* **EXERCISE**:
Please return every entry below exactly as written, without any of its pictures.
*** Opening AVAILABLE DATA ***
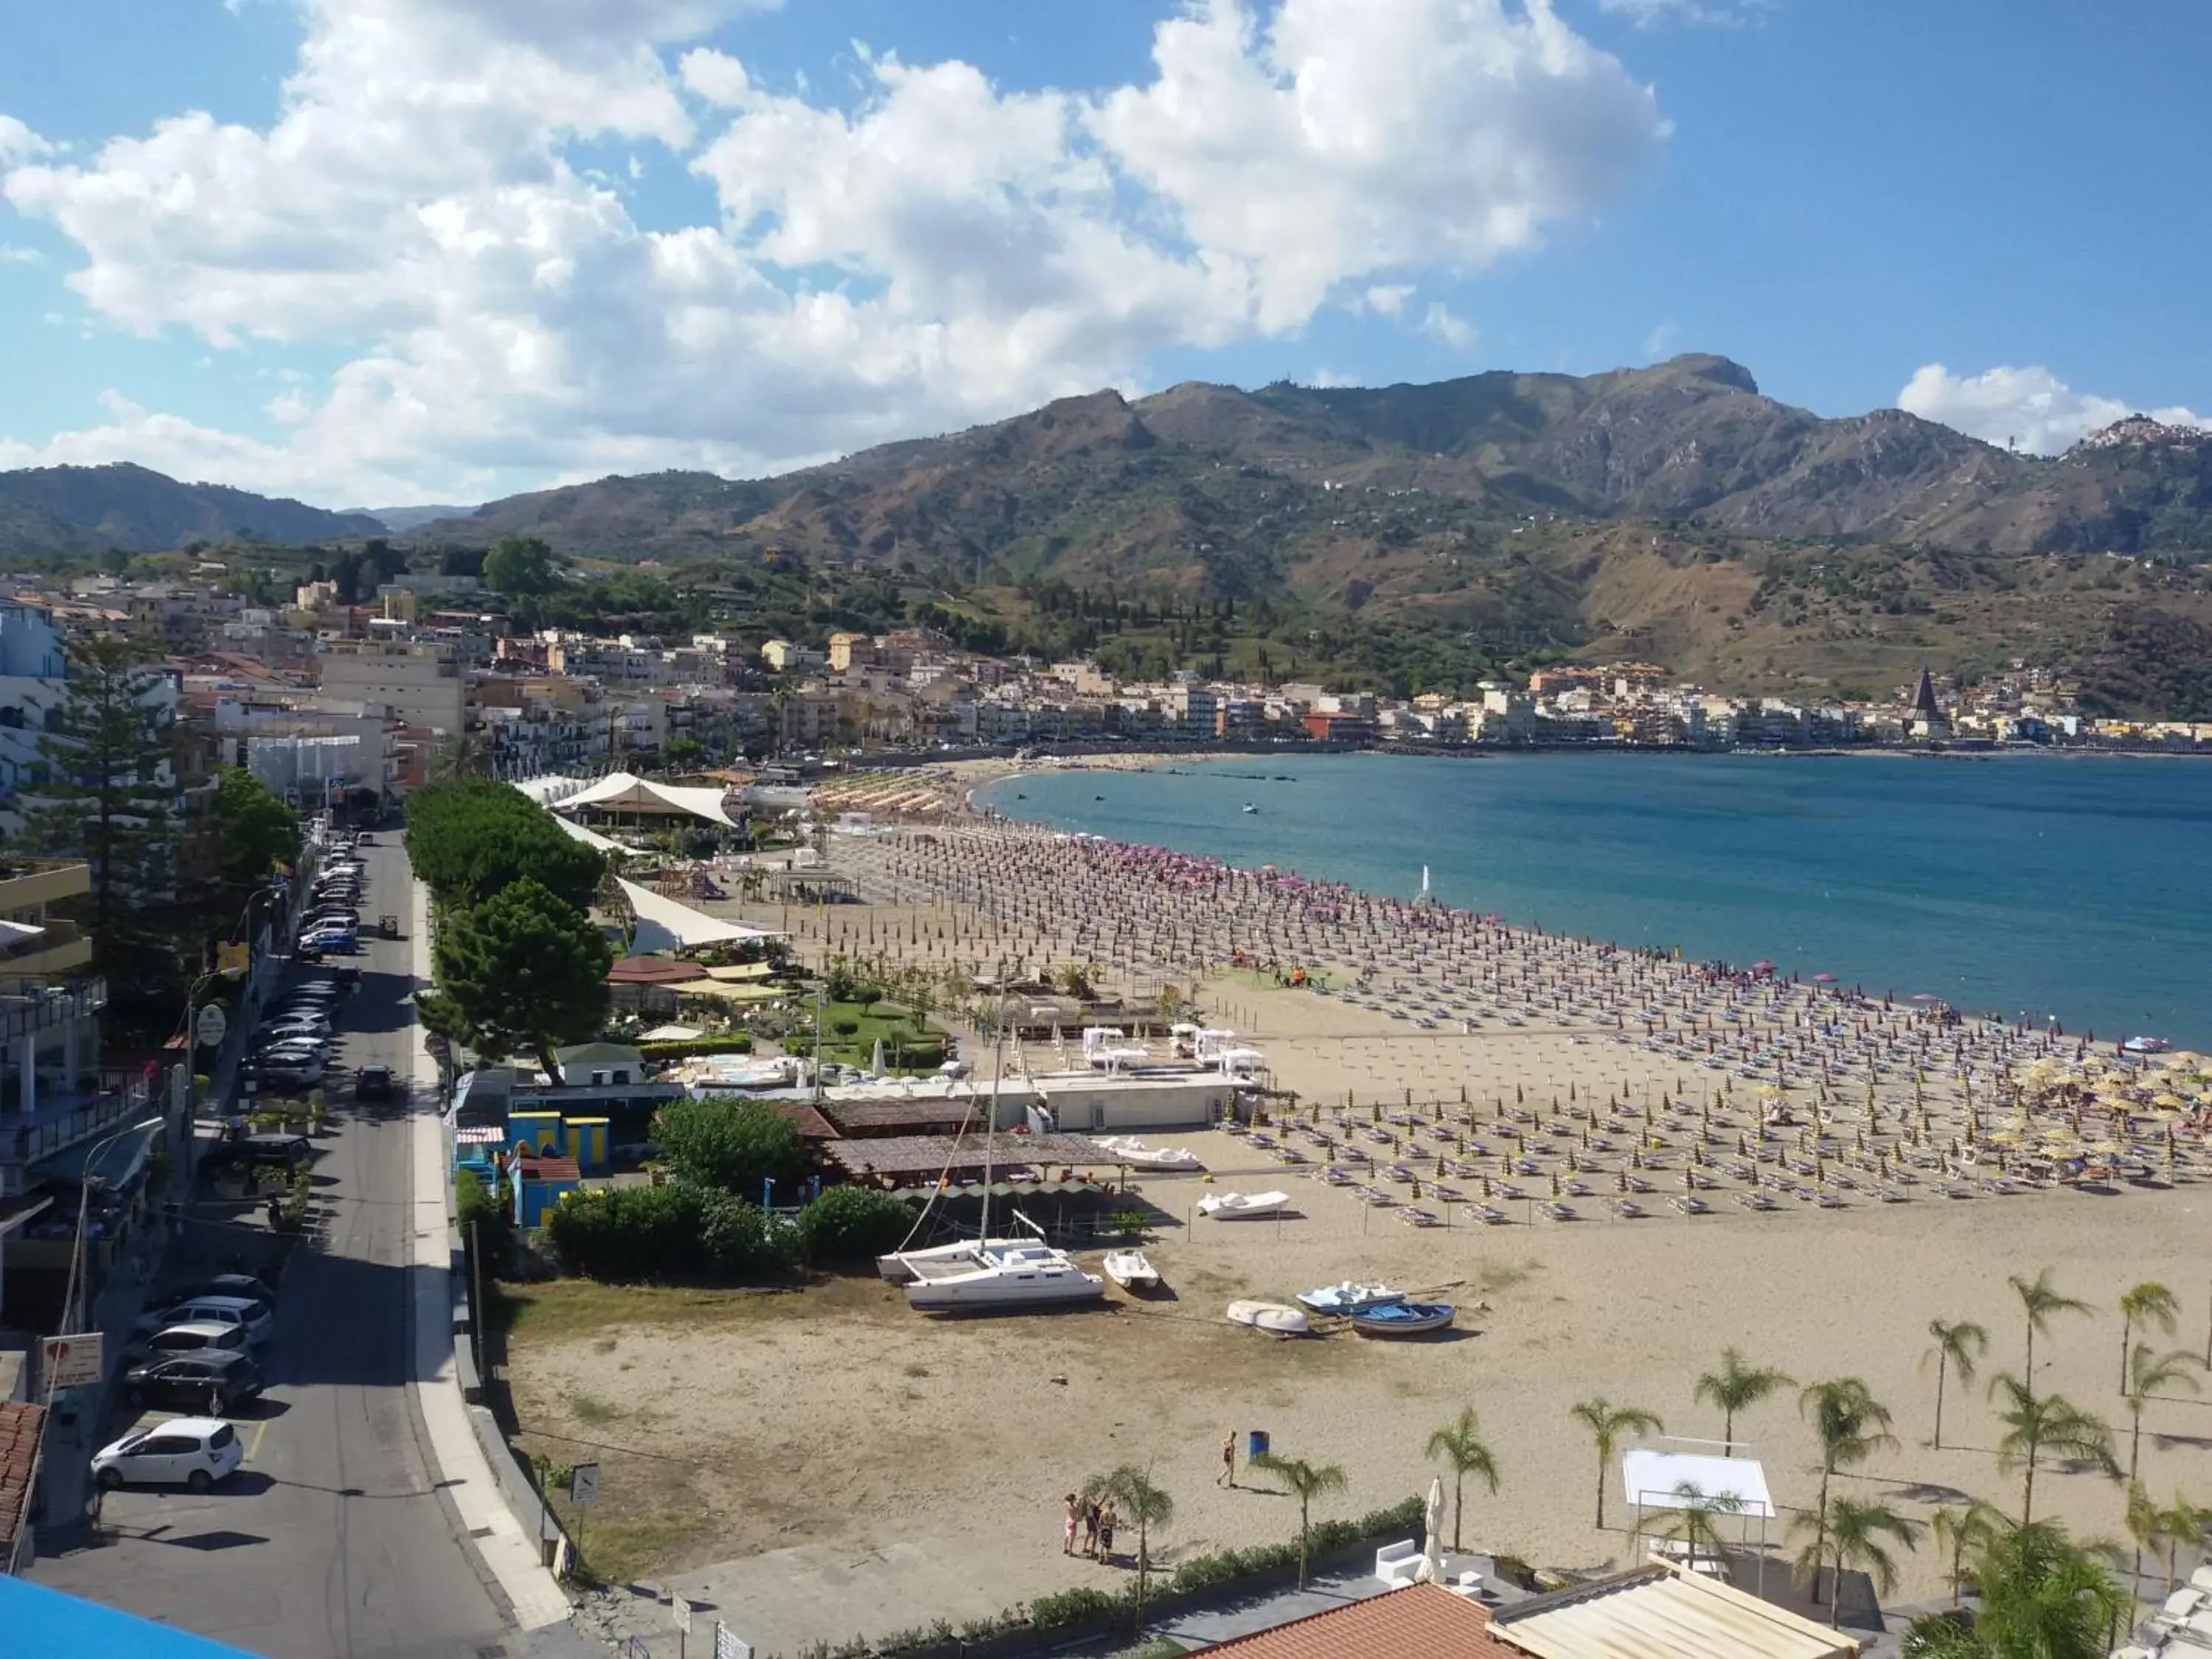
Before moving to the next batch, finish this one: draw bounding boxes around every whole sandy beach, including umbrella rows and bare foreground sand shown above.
[515,814,2212,1635]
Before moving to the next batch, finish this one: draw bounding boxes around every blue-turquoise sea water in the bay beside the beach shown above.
[978,754,2212,1048]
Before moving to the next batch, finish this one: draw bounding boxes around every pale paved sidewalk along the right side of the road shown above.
[409,883,571,1632]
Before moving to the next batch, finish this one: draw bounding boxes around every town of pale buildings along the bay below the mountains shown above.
[0,568,2212,823]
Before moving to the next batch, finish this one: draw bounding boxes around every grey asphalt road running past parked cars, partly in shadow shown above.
[31,834,522,1659]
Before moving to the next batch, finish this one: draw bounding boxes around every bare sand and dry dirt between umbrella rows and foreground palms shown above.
[511,1137,2212,1599]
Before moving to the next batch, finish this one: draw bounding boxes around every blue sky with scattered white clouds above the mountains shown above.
[0,0,2212,504]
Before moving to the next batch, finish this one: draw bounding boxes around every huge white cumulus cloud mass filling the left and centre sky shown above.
[0,0,1668,502]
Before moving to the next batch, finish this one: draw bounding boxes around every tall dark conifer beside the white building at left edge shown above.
[18,635,177,1000]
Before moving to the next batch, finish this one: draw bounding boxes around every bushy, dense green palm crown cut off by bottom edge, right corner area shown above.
[1905,1522,2130,1659]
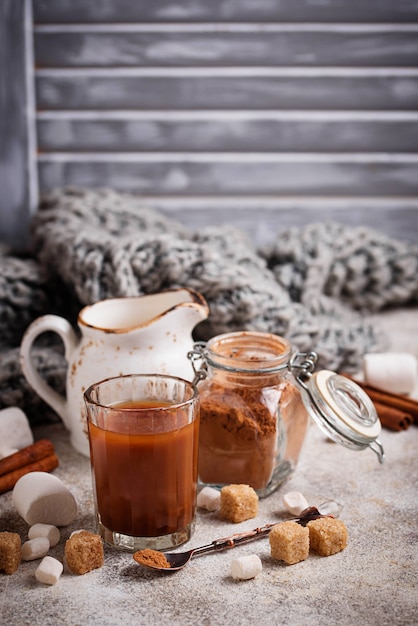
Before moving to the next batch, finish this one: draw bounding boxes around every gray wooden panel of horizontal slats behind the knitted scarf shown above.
[0,0,418,245]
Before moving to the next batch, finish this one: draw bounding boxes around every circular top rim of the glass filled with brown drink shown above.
[83,373,199,413]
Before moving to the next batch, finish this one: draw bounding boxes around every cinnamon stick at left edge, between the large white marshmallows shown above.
[0,439,59,494]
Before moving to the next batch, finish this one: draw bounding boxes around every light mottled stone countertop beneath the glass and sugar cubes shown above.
[0,310,418,626]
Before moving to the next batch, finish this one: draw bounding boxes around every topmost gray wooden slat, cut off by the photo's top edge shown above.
[33,0,418,23]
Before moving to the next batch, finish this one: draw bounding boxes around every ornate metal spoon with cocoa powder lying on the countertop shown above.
[133,507,327,572]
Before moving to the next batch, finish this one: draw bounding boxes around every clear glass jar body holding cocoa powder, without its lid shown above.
[199,333,308,491]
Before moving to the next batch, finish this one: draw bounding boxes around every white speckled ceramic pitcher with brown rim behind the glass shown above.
[20,289,209,456]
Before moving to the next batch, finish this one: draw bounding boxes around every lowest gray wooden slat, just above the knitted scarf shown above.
[155,201,418,249]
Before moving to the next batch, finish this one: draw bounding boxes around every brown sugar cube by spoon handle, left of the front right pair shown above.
[269,521,309,565]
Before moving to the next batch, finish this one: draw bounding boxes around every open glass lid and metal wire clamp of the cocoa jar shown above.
[188,342,385,463]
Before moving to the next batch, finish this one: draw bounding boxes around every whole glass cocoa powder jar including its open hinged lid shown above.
[189,331,384,497]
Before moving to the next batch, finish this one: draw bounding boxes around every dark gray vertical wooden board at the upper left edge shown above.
[0,0,38,247]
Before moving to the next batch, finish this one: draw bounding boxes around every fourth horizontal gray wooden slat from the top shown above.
[37,111,418,153]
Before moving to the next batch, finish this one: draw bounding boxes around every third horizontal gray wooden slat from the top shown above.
[36,71,418,111]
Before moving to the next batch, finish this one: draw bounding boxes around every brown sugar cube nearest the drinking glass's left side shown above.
[65,530,104,574]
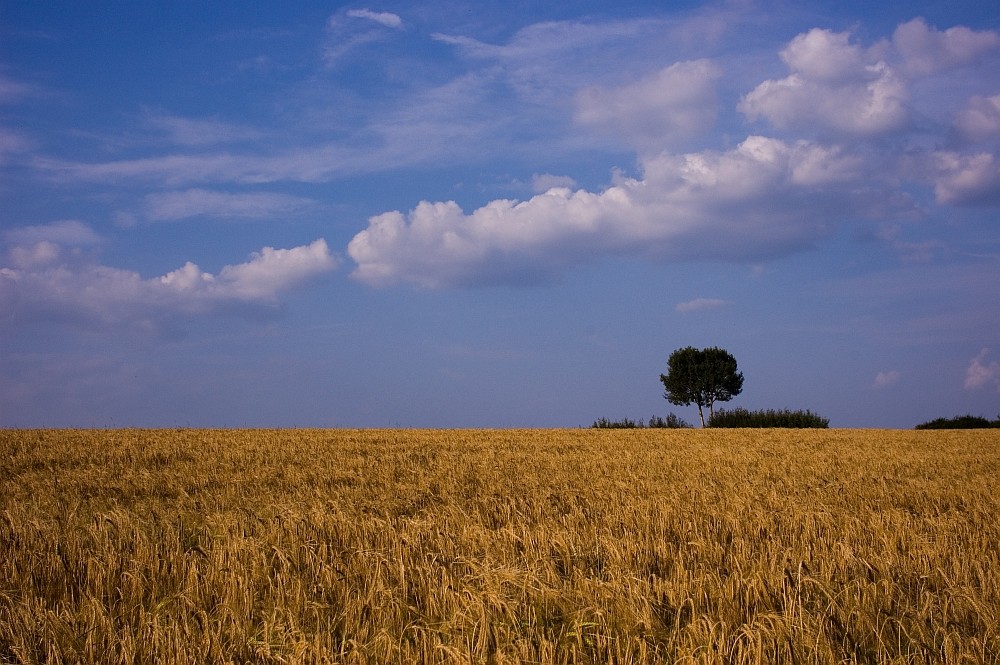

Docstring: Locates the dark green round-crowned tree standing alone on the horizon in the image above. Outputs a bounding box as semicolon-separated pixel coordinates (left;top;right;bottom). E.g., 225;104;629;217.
660;346;743;427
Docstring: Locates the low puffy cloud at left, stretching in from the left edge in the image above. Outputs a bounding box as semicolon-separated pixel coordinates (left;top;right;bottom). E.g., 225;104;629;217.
0;233;337;324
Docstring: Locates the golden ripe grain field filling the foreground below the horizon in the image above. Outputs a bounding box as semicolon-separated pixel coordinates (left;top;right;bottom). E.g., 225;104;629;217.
0;429;1000;664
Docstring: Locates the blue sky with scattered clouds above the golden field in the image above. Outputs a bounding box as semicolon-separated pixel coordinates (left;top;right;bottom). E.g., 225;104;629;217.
0;0;1000;427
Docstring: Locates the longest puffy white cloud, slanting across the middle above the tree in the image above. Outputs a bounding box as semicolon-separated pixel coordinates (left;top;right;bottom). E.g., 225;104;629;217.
348;136;858;288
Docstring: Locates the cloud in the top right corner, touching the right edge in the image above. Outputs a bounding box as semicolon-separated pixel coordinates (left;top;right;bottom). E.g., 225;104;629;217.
892;18;1000;76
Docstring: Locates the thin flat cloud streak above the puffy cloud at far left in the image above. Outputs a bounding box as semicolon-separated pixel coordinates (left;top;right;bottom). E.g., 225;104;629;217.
146;189;312;221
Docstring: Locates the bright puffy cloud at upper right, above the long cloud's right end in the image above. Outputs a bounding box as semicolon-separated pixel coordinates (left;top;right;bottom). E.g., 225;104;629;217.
738;28;909;136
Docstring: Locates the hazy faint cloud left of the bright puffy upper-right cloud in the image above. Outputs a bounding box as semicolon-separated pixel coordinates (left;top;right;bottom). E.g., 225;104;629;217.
574;60;721;153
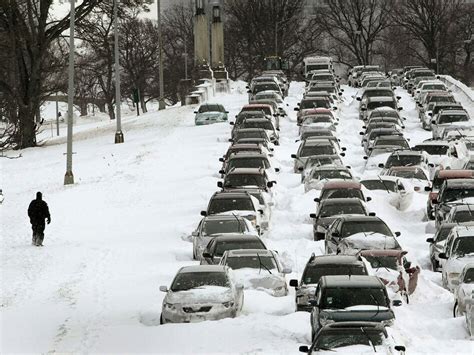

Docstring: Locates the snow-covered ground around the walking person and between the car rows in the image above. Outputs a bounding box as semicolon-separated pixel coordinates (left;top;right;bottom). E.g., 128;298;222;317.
0;83;474;354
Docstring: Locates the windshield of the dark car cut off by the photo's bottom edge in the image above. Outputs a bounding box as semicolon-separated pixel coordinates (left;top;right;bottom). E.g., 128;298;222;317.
314;328;385;350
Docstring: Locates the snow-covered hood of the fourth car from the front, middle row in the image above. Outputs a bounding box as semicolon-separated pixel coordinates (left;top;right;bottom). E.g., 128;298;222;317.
336;233;402;255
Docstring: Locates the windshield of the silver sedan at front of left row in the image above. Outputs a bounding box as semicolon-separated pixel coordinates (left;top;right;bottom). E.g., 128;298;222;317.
171;272;229;292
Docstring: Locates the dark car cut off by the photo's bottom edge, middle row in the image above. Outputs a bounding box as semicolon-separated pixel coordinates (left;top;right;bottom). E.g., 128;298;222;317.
299;321;406;355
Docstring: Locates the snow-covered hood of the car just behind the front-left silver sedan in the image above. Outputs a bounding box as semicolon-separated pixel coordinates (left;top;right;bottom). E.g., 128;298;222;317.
233;268;286;289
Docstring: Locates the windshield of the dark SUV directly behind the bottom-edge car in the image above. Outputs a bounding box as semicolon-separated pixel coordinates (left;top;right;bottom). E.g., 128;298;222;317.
320;287;388;309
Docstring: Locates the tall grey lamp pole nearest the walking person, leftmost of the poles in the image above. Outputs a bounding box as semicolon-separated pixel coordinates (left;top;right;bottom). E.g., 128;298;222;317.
64;0;76;185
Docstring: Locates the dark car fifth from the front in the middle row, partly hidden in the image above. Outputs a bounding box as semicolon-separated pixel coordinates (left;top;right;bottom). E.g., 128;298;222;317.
309;197;375;240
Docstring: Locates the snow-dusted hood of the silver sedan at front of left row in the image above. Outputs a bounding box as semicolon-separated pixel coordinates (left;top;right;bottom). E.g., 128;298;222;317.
164;286;233;304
*** Closing AVAILABLE DATA ***
* **RESULT OF THIS EXERCISE**:
Before moving to the next batch, finish this one: draw bounding boxes around every whole sandy beach, including umbrella rows and bare foreground sand shown above.
[515,814,2212,1635]
Before moving to the next batch, finish this one: draw bounding boxes around every blue-turquoise sea water in the bay beside the beach shown above.
[978,754,2212,1048]
Before moving to the next batch, finish this one: draw bounding boxes around every pale paved sidewalk along the right side of the road shown above.
[409,883,571,1632]
Before moving to the next batch, finish this one: draw bounding boxes around every town of pale buildings along the bay below the mountains shown above.
[0,568,2212,823]
Before moving to the next batch, finish this one: draw bounding boxes around every grey asphalt road running past parked cars, partly in shadow shown above.
[31,834,522,1659]
Before moving to the next batch, finish this one: draw bounding boxes around every bare sand and dry dirt between umbrella rows and foreground palms shown above.
[511,1137,2212,1599]
Before moving to the next batch, finish this one: draw bounding boxes around every blue sky with scattered white clouds above the mountains shown above.
[0,0,2212,504]
Before moving to the next batch, finish this one: draw bounding boxes around every huge white cumulus cloud mass filling the left and centre sky shown above.
[0,0,1668,502]
Before moving to the next batch, finish this one: draw bounding boxes around every tall dark conifer beside the white building at left edge shown above.
[18,635,177,1000]
Before moving to the next batch, finish this one: draw bounding boxes around every bushy, dense green palm crown cut off by bottom edge, right corner area shown above.
[1905,1522,2130,1659]
Before moving to the next batch, finish this one: draw bounding boxes around every gray wooden panel of horizontal slats behind the knitted scarf shown above.
[0,0,418,245]
Before moving to the next batch, finish this one: draw bounding boxes around every circular top rim of the glass filled with brown drink shown above.
[83,373,199,413]
Before moving to the next batch, finish this one: draw bounding boxes around every cinnamon stick at left edge, between the large white marshmallows shown above.
[0,439,59,494]
Before moving to the next batch, finish this one: draw bounding boxes around every light mottled stone countertop beneath the glass and sugar cubes shown above.
[0,310,418,626]
Before moving to the next batch, finish this one: draw bounding boxes around every topmost gray wooden slat, cut off by the photo's top edge shown above.
[33,0,418,23]
Before moving to the next batch, finish this one: draw bounding boxes around every ornate metal spoon with cocoa powder lying on the countertop shown above.
[133,507,327,572]
Before moving to the next batch, finish this one: draw bounding boxes around every clear glass jar body holding cocoa powder, without its lid shown above.
[199,333,308,491]
Before moving to the next batch, finish this one: draw bounding boxes around every white speckled ceramic pitcher with brown rim behind the glass shown above.
[20,289,209,456]
Before moving to the next batch, finish this one: draw bounding boxes around every lowest gray wooden slat, just above the knitted scarf shown above.
[155,201,418,249]
Before moving to the next batch, finish this one: draw bounding boxes around every brown sugar cube by spoon handle, left of the front right pair shown above.
[269,521,309,565]
Before moving to the next batch, finish this one: draw bounding boxes around every open glass lid and metal wire clamp of the cocoa jar shown above.
[188,342,385,463]
Before moving to the next batch, finish this one: draw bounding boxes around every whole glass cocoa powder jar including its open hinged lid shown above.
[189,331,384,497]
Before moving to the next batch, finish this one: draw bounding boxes around every dark gray vertical wooden board at the upper left edge shown above.
[0,0,38,247]
Before moving to the next batch, finish this one: draw bounding boxes around every fourth horizontal gray wooden slat from the top shown above.
[37,111,418,153]
Before moving to the next batch, finish this one: draw bounding boxes around every third horizontal gray wooden slat from the top shown above.
[36,71,418,111]
Before moving to the next batch, finish this one: draw bounding boxes around every brown sugar cube nearest the drinking glass's left side shown above.
[65,530,104,574]

Docstring: Locates the dark green round-crowned tree standing alone on the horizon in the image above. Outputs a bounding box as semicolon-separated pixel coordinates (left;top;right;bottom). E.g., 225;104;629;217.
660;346;743;427
Docstring: Locates the low puffy cloud at left, stretching in from the left edge in the image above. Outputs a bounding box as semicolon-separated pixel coordinates (left;top;right;bottom). E.g., 225;104;629;217.
0;233;337;324
Docstring: Locates the golden ripe grain field filling the foreground below the horizon in the image above. Outputs a bounding box as semicolon-separated pixel coordinates (left;top;right;bottom). E.g., 225;104;629;217.
0;429;1000;664
Docstring: Locates the blue sky with scattered clouds above the golden field in the image above. Outputs a bounding box as semicolon-separated pixel coordinates (left;top;right;bottom). E.g., 225;104;629;217.
0;0;1000;427
Docstring: Locates the longest puffy white cloud, slanting across the middle above the tree in the image above. Outputs a bounding box as semicolon-separated pixel coordinates (left;top;right;bottom). E.g., 225;104;629;217.
348;136;858;288
Docstring: Locates the cloud in the top right corner, touching the right edge in the image above. Outputs a bounding box as semicolon-separated pixel coordinates (left;top;right;bottom). E.g., 225;104;629;217.
892;18;1000;76
Docstring: Locates the thin flat cloud streak above the puffy cloud at far left in the image above. Outputs a bounding box as semicolon-separated pixel coordinates (left;top;right;bottom). E.g., 225;104;629;217.
146;189;312;221
Docstring: Locates the bright puffy cloud at upper right, above the long cloud's right end in the image above. Outputs a bounding box as semicolon-separated pixel coordinates (left;top;right;bottom). E.g., 225;104;629;217.
738;28;909;136
Docstring: Locates the hazy faint cloud left of the bright puffy upper-right cloud in the image above. Outputs a bounding box as semicolon-separated pixel coordinates (left;top;right;bottom). E.g., 225;104;629;217.
574;60;721;153

Docstring: Locates the snow-covered ground around the walking person and between the car rows in the image above. Outputs a bounding box as semicolon-separated pixel coordinates (left;top;right;bottom). E.g., 128;298;222;317.
0;83;474;354
Docstring: Locates the windshield of the dark car cut off by the photo's bottom edge in the image above. Outputs a bounding box as semicolon-separated pixel coordinates (left;top;right;bottom). E.g., 128;298;222;317.
314;328;385;350
Docstring: Locates the snow-covered hood of the fourth car from the front, middle row in the image above. Outputs a bounding box as semicolon-separated pixel coordinates (left;top;right;bottom). E.g., 128;298;222;317.
336;233;402;255
Docstring: Locates the windshield of the silver sedan at front of left row in the image above. Outputs a bounding box as semicolon-separated pixel coordinates (left;top;right;bottom). E.g., 128;298;222;317.
171;272;229;292
Docstring: Locates the dark car cut off by the photo's bottom edge, middle row in the image above. Outputs a bounding box as semicolon-separated pixel coordinates (left;top;right;bottom). E.g., 128;298;222;317.
299;321;406;355
Docstring: Locates the snow-covered hood of the car just behind the front-left silver sedan in the image above. Outputs a bounding box as semicolon-separated pixel coordinates (left;top;right;bottom). E.g., 128;298;222;317.
233;268;286;289
Docstring: Locates the windshield of the dark SUV directly behind the bottom-edge car in the image above. Outputs a bounding box as semicolon-separated pixel coordinates (left;top;right;bottom). E.g., 128;298;222;317.
320;287;388;309
Docstring: Locates the tall grey lamp pole nearest the walking person, leftmost of the poles in the image above. Outputs a bounding box as semicolon-separated pixel coordinates (left;top;right;bottom). E.g., 128;298;222;317.
64;0;76;185
Docstring: Locates the dark car fifth from the front in the middle row, partly hidden in the image above. Outputs a bounding box as semicolon-separated pixel coordinates (left;top;right;bottom). E.g., 128;298;222;317.
309;197;375;240
Docstring: Locates the snow-dusted hood of the silver sedan at front of left row in the image above. Outputs a bounding box as semicolon-separated pixel coordinates (left;top;right;bottom). E.g., 128;298;222;317.
164;286;233;304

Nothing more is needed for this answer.